### Text excerpt
[Start of Attachment]
Thirty-four pts with aNHL received axi-cel. The median age was 53 years [IQR 42-63], and 62% were male. All pts received inpatient axi-cel infusions and the median length of hospital stay was 14 days (IQR: 11-17). Cytokine Release Syndrome (CRS) was observed in 91% of pts (3% grade ≥3), while Immune Effector Cell Associated Neurotoxicity Syndrome (ICANS) was observed in 41% (24% grade ≥3).
At day 30 response assessment, 16 pts (47%) had complete responses (CR), 9 (26%) had a partial response (PR), 4 (12%) had stable disease (SD), 4 (12%) showed progression with primary refractory disease (PD) and 1 (3%) died before assessment due to grade 5 ICANS (Table 1).
[End of Attachment]
Records taken from a dataset:
[Start of Attachment]
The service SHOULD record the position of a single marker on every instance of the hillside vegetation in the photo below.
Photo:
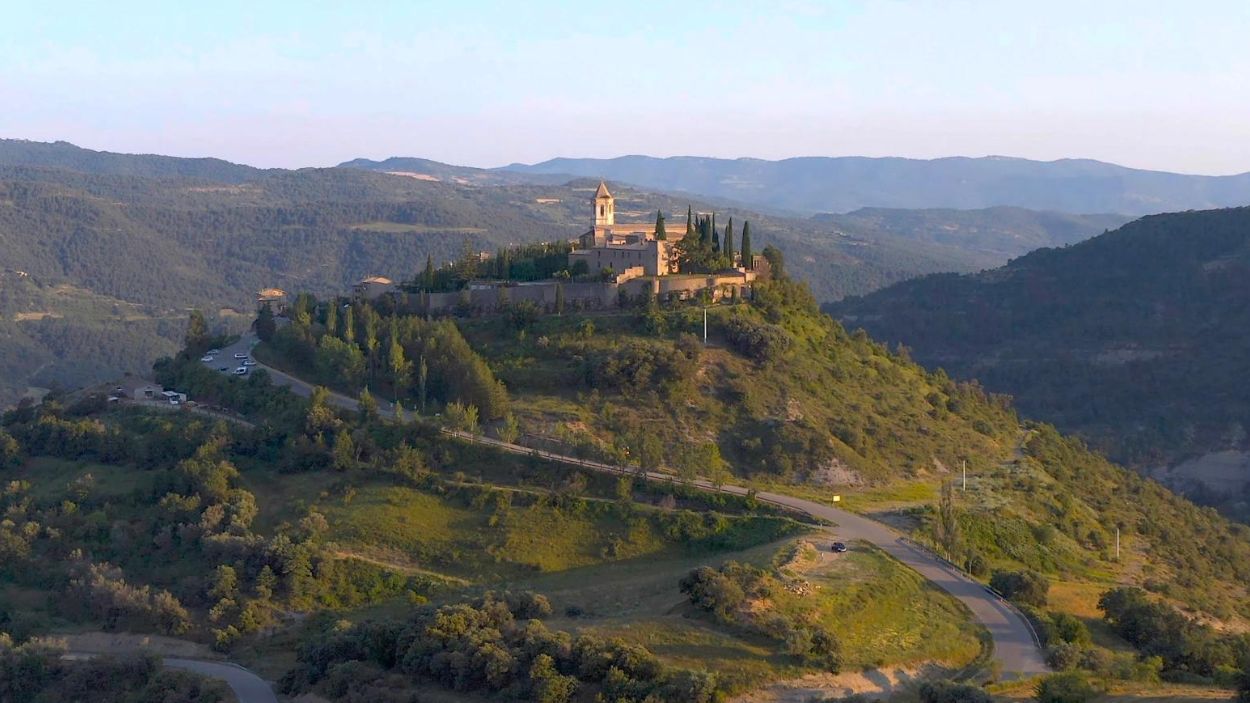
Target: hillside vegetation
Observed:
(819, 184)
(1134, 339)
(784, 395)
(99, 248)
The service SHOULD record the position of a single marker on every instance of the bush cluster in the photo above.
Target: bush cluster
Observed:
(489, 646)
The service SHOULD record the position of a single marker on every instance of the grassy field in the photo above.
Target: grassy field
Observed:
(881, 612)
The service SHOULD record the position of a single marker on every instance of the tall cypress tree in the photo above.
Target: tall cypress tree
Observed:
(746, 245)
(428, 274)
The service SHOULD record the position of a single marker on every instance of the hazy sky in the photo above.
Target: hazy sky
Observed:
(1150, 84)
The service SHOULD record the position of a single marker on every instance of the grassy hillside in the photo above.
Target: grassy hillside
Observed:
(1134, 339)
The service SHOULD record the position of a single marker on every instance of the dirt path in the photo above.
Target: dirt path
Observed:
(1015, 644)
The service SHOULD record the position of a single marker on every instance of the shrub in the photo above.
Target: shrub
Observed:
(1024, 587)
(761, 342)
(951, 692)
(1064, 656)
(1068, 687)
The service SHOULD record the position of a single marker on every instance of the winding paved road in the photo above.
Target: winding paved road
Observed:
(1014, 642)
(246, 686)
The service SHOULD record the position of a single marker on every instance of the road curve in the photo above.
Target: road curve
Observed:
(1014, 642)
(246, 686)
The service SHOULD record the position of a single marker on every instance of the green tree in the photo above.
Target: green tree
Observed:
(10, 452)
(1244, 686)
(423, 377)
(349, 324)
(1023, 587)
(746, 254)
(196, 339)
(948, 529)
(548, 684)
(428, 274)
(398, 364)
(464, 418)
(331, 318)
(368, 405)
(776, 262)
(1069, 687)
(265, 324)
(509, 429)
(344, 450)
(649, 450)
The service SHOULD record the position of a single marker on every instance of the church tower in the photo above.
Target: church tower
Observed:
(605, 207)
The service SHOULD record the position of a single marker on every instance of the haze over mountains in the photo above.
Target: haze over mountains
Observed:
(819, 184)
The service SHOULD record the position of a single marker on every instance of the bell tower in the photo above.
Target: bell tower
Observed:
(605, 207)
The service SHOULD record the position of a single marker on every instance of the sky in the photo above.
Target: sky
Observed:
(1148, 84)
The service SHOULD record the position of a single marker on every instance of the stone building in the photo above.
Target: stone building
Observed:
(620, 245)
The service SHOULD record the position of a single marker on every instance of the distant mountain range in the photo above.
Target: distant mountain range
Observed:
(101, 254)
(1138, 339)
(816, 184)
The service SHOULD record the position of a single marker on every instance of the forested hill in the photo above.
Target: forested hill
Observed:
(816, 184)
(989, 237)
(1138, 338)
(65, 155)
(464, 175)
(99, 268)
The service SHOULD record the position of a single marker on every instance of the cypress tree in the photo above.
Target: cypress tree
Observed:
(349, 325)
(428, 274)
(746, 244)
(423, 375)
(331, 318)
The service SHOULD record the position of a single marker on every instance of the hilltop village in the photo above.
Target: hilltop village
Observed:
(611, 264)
[End of Attachment]
### Work order
Please pick up the text on axi-cel treatment results above and continue it from its last sentence.

### Result for this task
After a median follow-up of 178 days, we observed PD in 12 (35%) pts. The median time-to-progression was 72 days (IQR 58-93) and most of the pts (83%) progressed during the first 3 months. None of the patients with more than 5 months of sustained response developed progression of disease. The likelihood of progression during the first 6 months after axi-cel infusion was 19%, 57%, 50% for pts that initially achieved a CR, PR, SD, respectively. Expression of CD19 was observed in 66% (4/6) of pts with available biopsies after axi-cel suggesting a failure mechanism other than antigen escape. The mortality rate of the R/R aNHL group was 58% with a median survival time of 83 days (IQR: 50-109).
There was no association between age, stage, number of previous therapies, time from previous therapy to axi-cel infusion, time from apheresis to infusion, use of tocilizumab, or steroids with progression of disease. Of note, no correlation between CRS or ICANS with progression of disease was found (2-way ANOVA test F (1, 4) = 3.802, p=0.1230). Maintaining a response to axi-cel treatment (CR, PR, or SD) for ≥ 3 months was a strong predictor of durable response with an HR of 0.05 (p= <0.0001).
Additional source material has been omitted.